** Start of DOCUMENT SEGMENT **

Violation of Rule Two-Parent Preference
F.A.C. Rule 10M-8.005(6) provides in pertinent part:
The best interest of the child is the paramount concern in making an adoptive placement decision. Factors to be considered in making the adoptive placement decisions include:
* * *
(f) Marital Status
Families in which there is a mother and father are considered important for the well-rounded
growth and development of a child. The department will give primary consideration to the applications of couples who have been married a sufficient length of time to establish stability. Couples married less than two years must be given particularly careful evaluation. . . .
The department will accept the application of single persons seeking to adopt a child. Single parent placements will be considered when a suitable two-parent home is unavailable and the alternative for the child is extended foster home care, when there is an already existing relationship which is meaningful and healthful for the child or when the particular needs of
a specific child can best be met by a single parent.

** End of DOCUMENT SEGMENT **

→ TASK GOAL: Copy the passage of the adoption placement rule that opens with the words "Violation of Rule" and closes with "evaluation. . . .", replacing "department" with "agency". The items are not needed for anything here.

** Start of RECORD LIST **

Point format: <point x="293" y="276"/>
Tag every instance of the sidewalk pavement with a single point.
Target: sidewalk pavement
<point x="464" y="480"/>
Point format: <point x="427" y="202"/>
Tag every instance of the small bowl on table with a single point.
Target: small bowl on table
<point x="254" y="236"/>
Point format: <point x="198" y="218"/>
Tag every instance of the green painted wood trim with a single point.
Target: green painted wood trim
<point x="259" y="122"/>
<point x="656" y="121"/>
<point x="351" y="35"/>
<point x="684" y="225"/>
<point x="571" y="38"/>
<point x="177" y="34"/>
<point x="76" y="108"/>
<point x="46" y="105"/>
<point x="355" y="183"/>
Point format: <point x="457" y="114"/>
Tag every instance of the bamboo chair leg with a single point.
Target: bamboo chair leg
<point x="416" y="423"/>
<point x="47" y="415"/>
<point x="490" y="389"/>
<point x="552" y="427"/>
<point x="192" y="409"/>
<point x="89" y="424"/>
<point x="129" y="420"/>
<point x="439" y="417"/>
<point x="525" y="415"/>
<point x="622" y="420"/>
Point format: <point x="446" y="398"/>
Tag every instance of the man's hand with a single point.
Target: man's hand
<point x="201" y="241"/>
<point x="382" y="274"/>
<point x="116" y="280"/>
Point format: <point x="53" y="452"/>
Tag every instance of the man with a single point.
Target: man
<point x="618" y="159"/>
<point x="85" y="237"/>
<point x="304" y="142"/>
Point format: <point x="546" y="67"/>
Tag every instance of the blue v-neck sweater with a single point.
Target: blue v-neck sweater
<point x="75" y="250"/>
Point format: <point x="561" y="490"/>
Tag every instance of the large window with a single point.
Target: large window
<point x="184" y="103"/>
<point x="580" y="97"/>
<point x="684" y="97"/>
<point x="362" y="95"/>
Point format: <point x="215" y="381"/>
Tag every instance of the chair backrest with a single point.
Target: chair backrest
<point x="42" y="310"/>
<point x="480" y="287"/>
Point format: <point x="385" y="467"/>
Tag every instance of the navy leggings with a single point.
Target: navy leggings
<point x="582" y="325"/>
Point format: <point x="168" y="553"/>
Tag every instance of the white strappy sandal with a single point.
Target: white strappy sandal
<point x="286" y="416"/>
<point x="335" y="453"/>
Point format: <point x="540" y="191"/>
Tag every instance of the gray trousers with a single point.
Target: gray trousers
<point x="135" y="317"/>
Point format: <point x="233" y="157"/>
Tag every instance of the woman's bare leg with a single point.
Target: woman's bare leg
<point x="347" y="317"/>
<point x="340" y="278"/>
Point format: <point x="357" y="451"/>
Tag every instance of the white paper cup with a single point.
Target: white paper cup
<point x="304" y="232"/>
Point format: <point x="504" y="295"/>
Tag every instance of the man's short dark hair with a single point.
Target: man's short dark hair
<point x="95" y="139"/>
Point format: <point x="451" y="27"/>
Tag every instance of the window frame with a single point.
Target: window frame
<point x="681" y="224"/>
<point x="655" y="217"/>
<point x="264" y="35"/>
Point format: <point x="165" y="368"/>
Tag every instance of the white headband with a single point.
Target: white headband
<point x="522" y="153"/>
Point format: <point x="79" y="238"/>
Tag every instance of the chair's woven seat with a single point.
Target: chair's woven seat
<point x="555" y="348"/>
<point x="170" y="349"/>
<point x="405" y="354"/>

** End of RECORD LIST **

→ ANSWER TO THIS TASK:
Violation of Rule Two-Parent Preference
F.A.C. Rule 10M-8.005(6) provides in pertinent part:
The best interest of the child is the paramount concern in making an adoptive placement decision. Factors to be considered in making the adoptive placement decisions include:
* * *
(f) Marital Status
Families in which there is a mother and father are considered important for the well-rounded
growth and development of a child. The agency will give primary consideration to the applications of couples who have been married a sufficient length of time to establish stability. Couples married less than two years must be given particularly careful evaluation. . . .